• TEXTAUSZUG
··········
Der mystische Hintergrund der Märchen
28.05.2005 um 23:50
Wenn ich mal zitieren darf, ich könnte es nicht treffender ausdrücken:
Die Wurzeln des Märchens sind uralt und reichen zurück in die graue Vorzeit. Mythische und magische Elemente können wir in den Inhalten des Märchens entdecken. Es macht die Kinder mit Zusammenhängen vertraut, die in der heutigen Zeit kaum noch zu finden sind, z. B. echte Armut, das alte Handwerk, alte Berufe, das Königtum in der ursprünglichen Art.
··········
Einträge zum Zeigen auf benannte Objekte

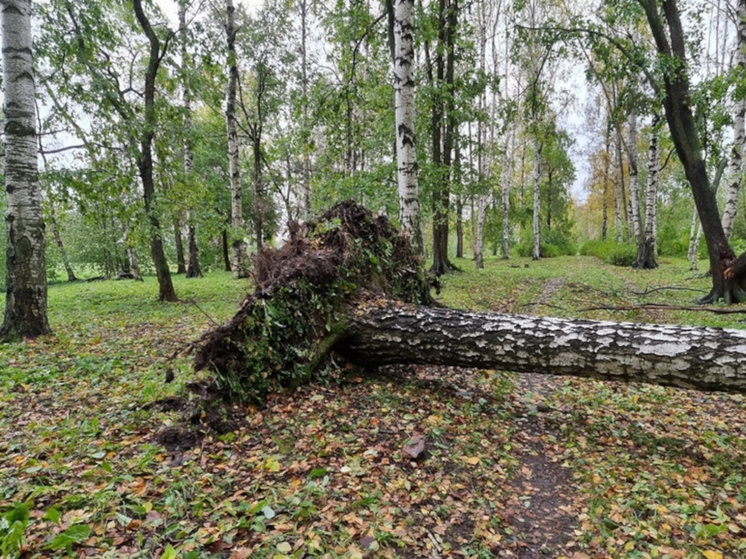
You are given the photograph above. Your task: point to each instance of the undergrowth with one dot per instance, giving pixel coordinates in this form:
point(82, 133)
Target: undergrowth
point(320, 471)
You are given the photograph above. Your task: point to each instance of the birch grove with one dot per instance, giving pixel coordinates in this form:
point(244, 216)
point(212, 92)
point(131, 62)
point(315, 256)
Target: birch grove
point(238, 245)
point(406, 153)
point(26, 281)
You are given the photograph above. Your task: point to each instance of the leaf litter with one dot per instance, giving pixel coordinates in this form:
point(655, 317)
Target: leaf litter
point(510, 466)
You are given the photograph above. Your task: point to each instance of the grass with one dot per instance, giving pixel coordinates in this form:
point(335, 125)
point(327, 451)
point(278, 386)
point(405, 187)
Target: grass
point(657, 472)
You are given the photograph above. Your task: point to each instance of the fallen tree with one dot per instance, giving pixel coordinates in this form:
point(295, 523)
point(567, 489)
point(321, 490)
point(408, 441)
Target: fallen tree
point(349, 286)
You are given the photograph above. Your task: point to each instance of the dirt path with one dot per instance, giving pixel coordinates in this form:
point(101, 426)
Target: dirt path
point(541, 511)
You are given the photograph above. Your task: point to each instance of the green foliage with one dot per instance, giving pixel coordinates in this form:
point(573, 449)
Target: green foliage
point(553, 243)
point(616, 254)
point(72, 535)
point(12, 528)
point(283, 332)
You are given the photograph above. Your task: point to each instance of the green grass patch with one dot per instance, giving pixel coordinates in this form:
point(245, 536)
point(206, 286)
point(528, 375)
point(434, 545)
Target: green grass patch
point(320, 471)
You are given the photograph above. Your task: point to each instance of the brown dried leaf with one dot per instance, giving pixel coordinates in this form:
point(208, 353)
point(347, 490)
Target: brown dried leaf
point(415, 446)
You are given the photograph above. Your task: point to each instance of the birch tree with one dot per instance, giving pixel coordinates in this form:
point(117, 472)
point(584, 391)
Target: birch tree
point(193, 268)
point(144, 157)
point(26, 280)
point(238, 246)
point(646, 246)
point(406, 153)
point(735, 162)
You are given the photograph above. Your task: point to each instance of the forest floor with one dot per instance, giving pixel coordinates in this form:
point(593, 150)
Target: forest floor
point(521, 466)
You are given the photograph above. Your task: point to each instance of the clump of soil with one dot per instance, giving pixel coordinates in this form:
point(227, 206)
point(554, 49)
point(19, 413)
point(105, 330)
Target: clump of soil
point(283, 332)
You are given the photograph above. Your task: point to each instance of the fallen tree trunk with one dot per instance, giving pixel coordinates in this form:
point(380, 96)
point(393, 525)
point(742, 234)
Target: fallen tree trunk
point(682, 356)
point(349, 284)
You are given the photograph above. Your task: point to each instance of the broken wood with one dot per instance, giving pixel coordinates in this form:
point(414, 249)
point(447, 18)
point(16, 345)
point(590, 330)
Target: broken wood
point(682, 356)
point(349, 285)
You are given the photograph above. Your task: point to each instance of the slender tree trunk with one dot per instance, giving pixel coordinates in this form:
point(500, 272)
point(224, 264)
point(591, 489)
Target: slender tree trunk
point(238, 246)
point(179, 242)
point(145, 159)
point(634, 184)
point(695, 231)
point(506, 176)
point(134, 267)
point(459, 227)
point(479, 241)
point(306, 194)
point(735, 163)
point(192, 270)
point(26, 280)
point(226, 251)
point(443, 121)
point(619, 198)
point(646, 249)
point(60, 244)
point(670, 41)
point(259, 206)
point(536, 180)
point(606, 163)
point(404, 102)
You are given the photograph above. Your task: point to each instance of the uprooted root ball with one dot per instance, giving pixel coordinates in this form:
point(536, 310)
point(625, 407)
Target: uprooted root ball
point(283, 332)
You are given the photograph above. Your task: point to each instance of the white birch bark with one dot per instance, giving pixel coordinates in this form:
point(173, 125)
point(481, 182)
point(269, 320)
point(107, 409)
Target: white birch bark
point(735, 162)
point(193, 268)
point(26, 282)
point(695, 233)
point(634, 184)
point(485, 161)
point(536, 180)
point(406, 154)
point(619, 192)
point(306, 194)
point(651, 193)
point(682, 356)
point(238, 246)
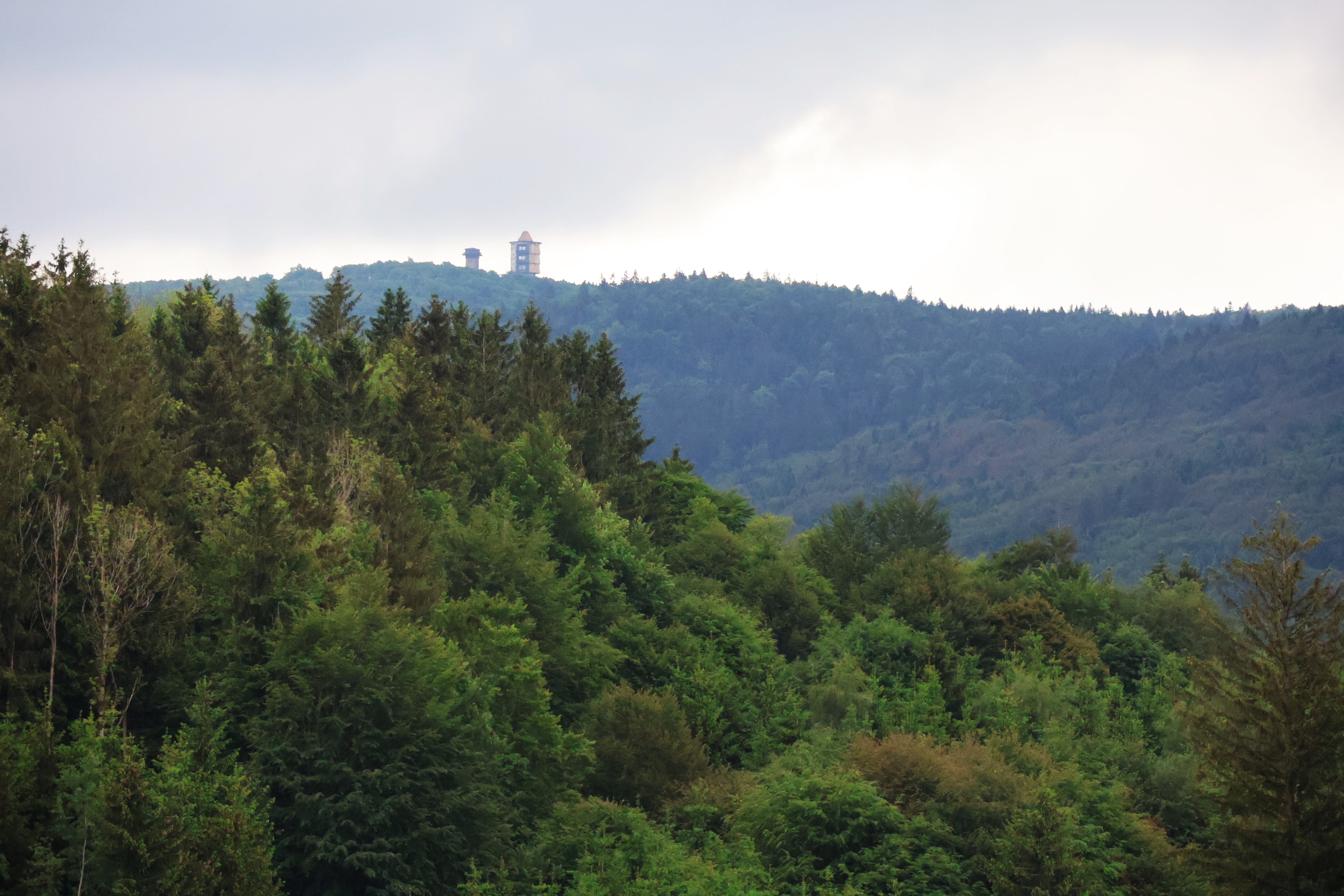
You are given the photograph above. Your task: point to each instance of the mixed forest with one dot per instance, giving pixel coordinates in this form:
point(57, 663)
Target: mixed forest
point(308, 601)
point(1143, 433)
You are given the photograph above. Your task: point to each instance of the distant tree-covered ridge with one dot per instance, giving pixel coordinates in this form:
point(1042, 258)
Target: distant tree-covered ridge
point(1142, 432)
point(392, 602)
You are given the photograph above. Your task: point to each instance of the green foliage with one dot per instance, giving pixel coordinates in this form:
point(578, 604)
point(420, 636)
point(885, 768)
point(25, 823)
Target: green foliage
point(644, 750)
point(331, 315)
point(854, 539)
point(433, 593)
point(377, 747)
point(830, 831)
point(1269, 719)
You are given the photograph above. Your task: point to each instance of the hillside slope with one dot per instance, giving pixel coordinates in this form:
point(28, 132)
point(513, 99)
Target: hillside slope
point(1144, 432)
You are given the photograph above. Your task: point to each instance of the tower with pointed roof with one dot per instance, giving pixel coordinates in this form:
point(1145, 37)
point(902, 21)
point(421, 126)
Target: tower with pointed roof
point(526, 256)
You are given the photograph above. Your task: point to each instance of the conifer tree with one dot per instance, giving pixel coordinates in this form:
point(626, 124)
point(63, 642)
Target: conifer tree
point(1269, 721)
point(394, 314)
point(331, 315)
point(274, 330)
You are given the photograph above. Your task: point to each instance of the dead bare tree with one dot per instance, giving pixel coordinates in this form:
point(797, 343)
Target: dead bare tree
point(128, 563)
point(50, 539)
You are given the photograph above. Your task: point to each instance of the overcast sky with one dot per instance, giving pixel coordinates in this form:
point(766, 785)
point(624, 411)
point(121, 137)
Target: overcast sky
point(1131, 155)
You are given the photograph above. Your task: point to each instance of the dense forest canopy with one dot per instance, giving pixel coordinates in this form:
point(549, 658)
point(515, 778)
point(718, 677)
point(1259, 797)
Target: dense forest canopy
point(1143, 433)
point(398, 606)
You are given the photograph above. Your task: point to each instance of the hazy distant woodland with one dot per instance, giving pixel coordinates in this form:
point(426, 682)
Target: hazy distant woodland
point(1146, 433)
point(397, 604)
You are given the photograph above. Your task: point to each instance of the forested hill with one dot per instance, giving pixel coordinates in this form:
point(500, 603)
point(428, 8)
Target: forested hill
point(354, 608)
point(1146, 433)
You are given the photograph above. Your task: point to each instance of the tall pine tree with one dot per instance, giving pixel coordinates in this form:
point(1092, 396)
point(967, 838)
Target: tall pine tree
point(1269, 721)
point(394, 314)
point(331, 314)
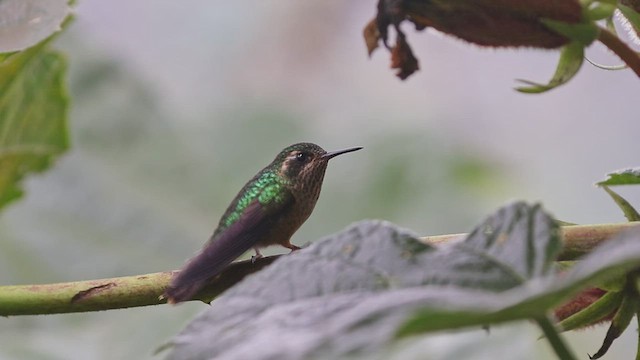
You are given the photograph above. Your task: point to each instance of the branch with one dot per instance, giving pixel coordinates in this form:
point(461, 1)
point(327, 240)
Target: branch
point(144, 290)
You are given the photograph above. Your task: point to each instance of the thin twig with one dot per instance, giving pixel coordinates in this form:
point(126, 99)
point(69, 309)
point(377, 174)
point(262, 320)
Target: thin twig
point(144, 290)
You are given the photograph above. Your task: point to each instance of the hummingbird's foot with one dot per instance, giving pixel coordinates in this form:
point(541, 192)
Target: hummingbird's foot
point(257, 256)
point(292, 247)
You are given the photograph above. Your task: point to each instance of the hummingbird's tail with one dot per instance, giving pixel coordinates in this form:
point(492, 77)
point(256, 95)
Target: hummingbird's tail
point(203, 267)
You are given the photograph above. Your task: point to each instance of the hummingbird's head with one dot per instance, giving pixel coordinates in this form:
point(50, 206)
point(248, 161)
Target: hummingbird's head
point(305, 163)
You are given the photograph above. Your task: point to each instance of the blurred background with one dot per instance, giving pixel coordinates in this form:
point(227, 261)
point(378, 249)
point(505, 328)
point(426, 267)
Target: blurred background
point(177, 104)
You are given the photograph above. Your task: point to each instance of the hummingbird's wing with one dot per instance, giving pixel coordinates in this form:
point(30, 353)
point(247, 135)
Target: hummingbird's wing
point(239, 237)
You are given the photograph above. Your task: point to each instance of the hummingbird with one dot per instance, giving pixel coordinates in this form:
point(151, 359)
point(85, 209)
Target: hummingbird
point(268, 210)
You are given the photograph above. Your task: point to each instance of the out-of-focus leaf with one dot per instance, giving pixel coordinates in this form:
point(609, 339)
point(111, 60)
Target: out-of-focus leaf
point(24, 23)
point(619, 324)
point(584, 33)
point(621, 253)
point(571, 58)
point(349, 293)
point(600, 10)
point(631, 15)
point(629, 211)
point(622, 177)
point(33, 113)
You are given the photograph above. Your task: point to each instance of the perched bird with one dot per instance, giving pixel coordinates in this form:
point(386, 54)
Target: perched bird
point(267, 211)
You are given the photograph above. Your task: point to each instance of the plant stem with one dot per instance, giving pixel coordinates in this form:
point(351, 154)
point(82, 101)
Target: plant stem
point(624, 52)
point(144, 290)
point(554, 338)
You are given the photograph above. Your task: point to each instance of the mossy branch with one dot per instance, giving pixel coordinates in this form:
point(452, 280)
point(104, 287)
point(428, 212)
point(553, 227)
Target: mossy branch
point(143, 290)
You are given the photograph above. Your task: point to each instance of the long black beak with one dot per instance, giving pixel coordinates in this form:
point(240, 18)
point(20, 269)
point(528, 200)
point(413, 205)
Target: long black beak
point(333, 154)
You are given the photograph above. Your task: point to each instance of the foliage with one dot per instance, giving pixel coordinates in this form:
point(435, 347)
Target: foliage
point(568, 25)
point(33, 115)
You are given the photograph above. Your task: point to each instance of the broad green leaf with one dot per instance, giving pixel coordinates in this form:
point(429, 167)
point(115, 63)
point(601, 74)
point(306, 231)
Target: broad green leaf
point(360, 285)
point(629, 176)
point(33, 113)
point(627, 209)
point(535, 298)
point(630, 14)
point(24, 23)
point(571, 57)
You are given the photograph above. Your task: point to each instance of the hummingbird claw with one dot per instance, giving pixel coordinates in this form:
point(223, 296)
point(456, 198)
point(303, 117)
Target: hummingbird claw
point(255, 257)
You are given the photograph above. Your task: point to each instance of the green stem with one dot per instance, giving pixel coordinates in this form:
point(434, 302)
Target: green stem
point(113, 293)
point(554, 338)
point(144, 290)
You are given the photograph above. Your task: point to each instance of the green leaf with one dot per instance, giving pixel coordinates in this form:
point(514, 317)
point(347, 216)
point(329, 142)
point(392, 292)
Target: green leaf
point(360, 285)
point(33, 115)
point(603, 307)
point(629, 211)
point(571, 57)
point(630, 14)
point(629, 176)
point(621, 253)
point(619, 324)
point(583, 33)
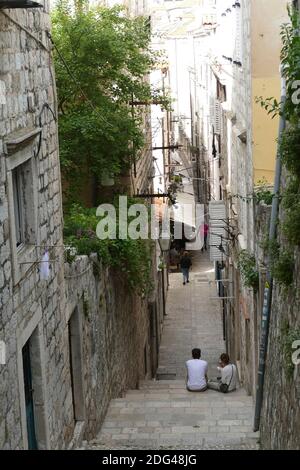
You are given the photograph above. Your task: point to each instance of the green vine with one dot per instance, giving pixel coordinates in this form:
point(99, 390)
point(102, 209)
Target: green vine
point(263, 193)
point(283, 268)
point(288, 336)
point(282, 263)
point(131, 258)
point(247, 266)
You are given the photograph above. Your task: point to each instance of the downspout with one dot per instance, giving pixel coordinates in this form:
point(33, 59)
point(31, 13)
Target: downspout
point(267, 306)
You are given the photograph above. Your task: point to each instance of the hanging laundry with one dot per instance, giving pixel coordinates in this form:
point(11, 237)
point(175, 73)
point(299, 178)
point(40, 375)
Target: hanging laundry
point(45, 267)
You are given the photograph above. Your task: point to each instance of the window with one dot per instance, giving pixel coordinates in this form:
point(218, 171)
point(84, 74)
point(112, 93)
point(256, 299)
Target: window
point(23, 203)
··········
• AUFGABENSTELLUNG
**a.** Wie weit reichen die Wurzeln des Märchens laut dem Text über Märchen zurück?
**b.** Schreib aus dem Text über Märchen die Stelle ab, die mit den Worten „Der mystische Hintergrund“ anfängt, und hör nach „der ursprünglichen Art.“ auf.
**c.** Schreib den Text über Märchen nach seinem letzten Satz weiter.

• ERGEBNISSE IN REIHENFOLGE
**a.** Sie reichen bis in die graue Vorzeit zurück.

**b.**
Der mystische Hintergrund der Märchen
28.05.2005 um 23:50
Wenn ich mal zitieren darf, ich könnte es nicht treffender ausdrücken:
Die Wurzeln des Märchens sind uralt und reichen zurück in die graue Vorzeit. Mythische und magische Elemente können wir in den Inhalten des Märchens entdecken. Es macht die Kinder mit Zusammenhängen vertraut, die in der heutigen Zeit kaum noch zu finden sind, z. B. echte Armut, das alte Handwerk, alte Berufe, das Königtum in der ursprünglichen Art.

**c.**
Es bewahrt uns die alte Sprache, die so vielseitig ist, dass der Computer Mühe hat, alle Worte zu kennen. Diese Sprache ist sehr bildhaft und stark in ihrer Aussage. Manches wird vom modernen Menschen gar nicht mehr richtig verstanden. Kindern fällt es im allgemeinen leichter, die aus dem Märchen entstehenden Emotionen zu begreifen, zu verarbeiten und in ihr tiefestes Innerstes aufzunehmen, um sie dort später wieder zu entdecken. Wenn dieser Grundstein fehlt, ist es als Erwachsener nur sehr schwer möglich, diese Gefühle zu entwickeln.
Das Kind entdeckt im Märchen die eigene Innenwelt, seine Wünsche und Ziele. Es entdeckt die alten Tugenden, lernt verschiedene Verhaltensmuster kennen und wird mit der Problembewältigung vertraut gemacht. Dadurch werden neue Entwicklungsschritte möglich, bestimmte Ängste finden keinen Nährboden, Reifungsvorgänge werden vertieft und Ablösungsprozesse erleichtert.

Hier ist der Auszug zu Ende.